+++ Supplied data

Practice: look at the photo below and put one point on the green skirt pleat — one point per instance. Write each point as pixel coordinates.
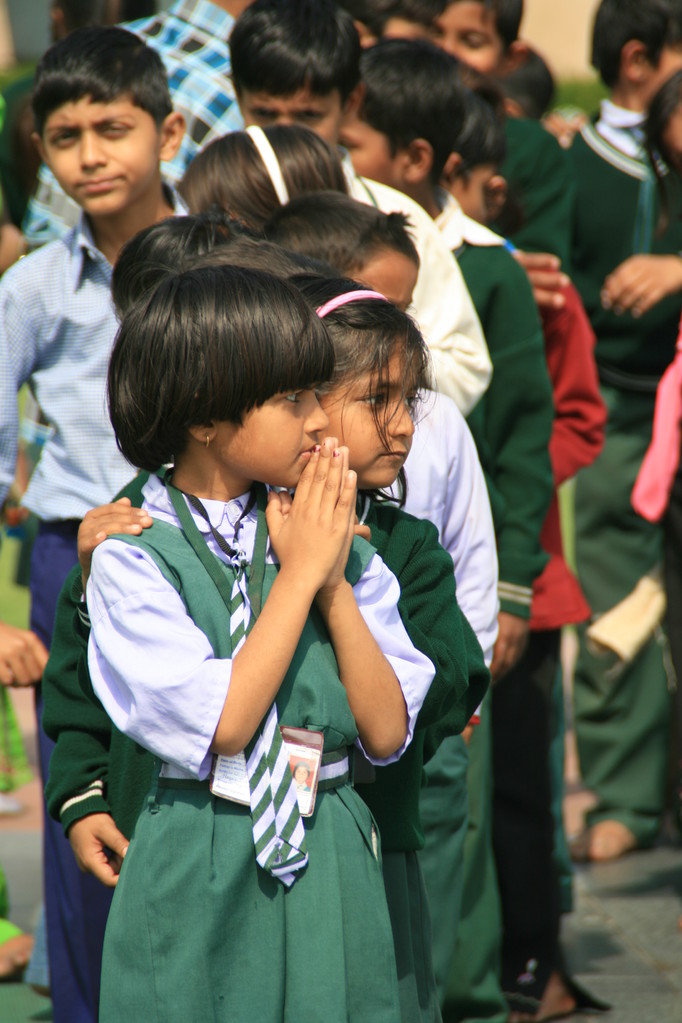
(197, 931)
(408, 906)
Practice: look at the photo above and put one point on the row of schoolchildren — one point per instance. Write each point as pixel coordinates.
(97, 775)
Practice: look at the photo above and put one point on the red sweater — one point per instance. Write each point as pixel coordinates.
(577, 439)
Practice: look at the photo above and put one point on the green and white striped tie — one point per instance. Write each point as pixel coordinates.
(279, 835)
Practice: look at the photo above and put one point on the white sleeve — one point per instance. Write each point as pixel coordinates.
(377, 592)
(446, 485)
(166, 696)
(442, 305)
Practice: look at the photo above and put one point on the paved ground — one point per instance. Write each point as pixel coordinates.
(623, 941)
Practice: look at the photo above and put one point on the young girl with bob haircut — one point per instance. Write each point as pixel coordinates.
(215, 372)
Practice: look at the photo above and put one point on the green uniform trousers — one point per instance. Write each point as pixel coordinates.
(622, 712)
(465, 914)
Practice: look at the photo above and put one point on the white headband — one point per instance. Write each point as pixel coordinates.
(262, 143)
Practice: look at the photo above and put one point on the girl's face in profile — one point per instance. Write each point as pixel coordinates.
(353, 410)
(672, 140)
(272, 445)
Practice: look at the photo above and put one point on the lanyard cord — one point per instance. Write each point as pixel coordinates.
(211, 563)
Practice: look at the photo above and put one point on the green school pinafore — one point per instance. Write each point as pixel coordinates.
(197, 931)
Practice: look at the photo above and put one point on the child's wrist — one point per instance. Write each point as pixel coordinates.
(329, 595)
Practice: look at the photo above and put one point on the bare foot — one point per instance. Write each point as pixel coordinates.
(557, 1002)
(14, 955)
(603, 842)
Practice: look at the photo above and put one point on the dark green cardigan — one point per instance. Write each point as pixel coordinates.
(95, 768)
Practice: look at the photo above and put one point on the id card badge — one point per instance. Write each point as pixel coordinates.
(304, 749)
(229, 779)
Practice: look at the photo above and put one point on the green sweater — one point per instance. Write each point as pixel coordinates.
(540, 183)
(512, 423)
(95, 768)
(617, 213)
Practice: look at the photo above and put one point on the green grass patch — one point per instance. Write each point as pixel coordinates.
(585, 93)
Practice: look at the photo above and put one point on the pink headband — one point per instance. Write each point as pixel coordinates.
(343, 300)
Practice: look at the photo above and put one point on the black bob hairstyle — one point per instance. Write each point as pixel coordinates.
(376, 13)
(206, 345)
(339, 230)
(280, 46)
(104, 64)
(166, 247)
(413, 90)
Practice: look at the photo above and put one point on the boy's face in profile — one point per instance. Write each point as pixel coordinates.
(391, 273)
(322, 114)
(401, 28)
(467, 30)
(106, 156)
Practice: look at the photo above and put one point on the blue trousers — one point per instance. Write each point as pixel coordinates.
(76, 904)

++++++

**The problem:**
Return the entries above in full and unchanged, omitting every image.

**Your solution:**
Practice: look at the photo below and put one point on the green skirt pleat — one point per instance. Write each point as pixel coordinates.
(197, 931)
(408, 906)
Practice: look at the photo above and put one point on the row of schoolchildren — one point per instance. Write each point as pixel coordinates.
(97, 775)
Practice: look at the photo above and put one point on the red sweater — one point per instance. Write each point as pixel coordinates.
(577, 439)
Practice: look at the photo above and put one point on the green and white striped tie — one point per instance. Write each point as pixel coordinates.
(279, 835)
Practice: look at the photo above and put one point on the white sleeve — one point per instance. Write each point as pixel coordinates.
(377, 592)
(446, 485)
(166, 696)
(442, 305)
Practice: look at the photo above and put one point on the paved ground — one point per instance. Write each point as pixel coordinates.
(623, 941)
Practice: look at the photo above and put one point on the young girl with bob haircut — one point per instance. Write each point as pixel coordinates.
(215, 372)
Practice: look at the photo above and put one point on the green uniform trousers — one point per instance. Write each point as pixel coordinates.
(622, 712)
(465, 914)
Practice: look at the photo above and put one point on the white headband — one point per instance. Write each point as pixel coordinates.
(262, 143)
Practice: look at the photo above and put one point on the girl's face in profile — one point per instance. Write each point as pixel coordinates.
(353, 410)
(672, 140)
(272, 445)
Practice: look at the photo above and put one point on the lanyard cord — one point per instance. Write each point as pixel coordinates.
(211, 563)
Practice: look at the photo above and put one point on the green school pinafore — one point per instance. Write each point as pixel coordinates.
(197, 931)
Practice: look at the photo above and put one point on the child's wrist — one point per instance. Write each point as pixel coordinates.
(329, 595)
Practice: look at the photo above and put one point on the bare foot — one point per instance. Write each point as pixel coordinates.
(557, 1002)
(14, 955)
(603, 842)
Practice: look at the photo above and put one point on the dark green cardigan — one point per instance. Write each point as pixel coordinates.
(95, 768)
Practice: look at the photo above and put one point on the id card badge — one point per instance. Write each point as pixel coordinates.
(304, 749)
(229, 779)
Practice: look at the photo above and put one point on the green sweater — one point per instance. Write each point as pixel coordinates.
(540, 183)
(512, 423)
(95, 768)
(617, 213)
Practice: look at the photo above and put one point on the green grass patch — one point per instance. Write each point as pixel coordinates.
(585, 93)
Practice: look at the photo above and put one point on the pink headband — one point per instance. Write each point as pixel coordinates.
(343, 300)
Practice: look at the photo above and put one point on the black bob hairstyle — one point per instance. Write each point as pixel coordinates.
(376, 13)
(206, 345)
(339, 230)
(280, 46)
(104, 64)
(166, 247)
(413, 90)
Practice: look at the photo above and put one point on the boy's face in profile — one point per instance. Write each point as pixel coordinates.
(391, 273)
(322, 114)
(401, 28)
(467, 30)
(106, 156)
Practice: look at the photo above and put one point on the blue trousers — one point per instance. Write each point as pixel coordinates.
(76, 904)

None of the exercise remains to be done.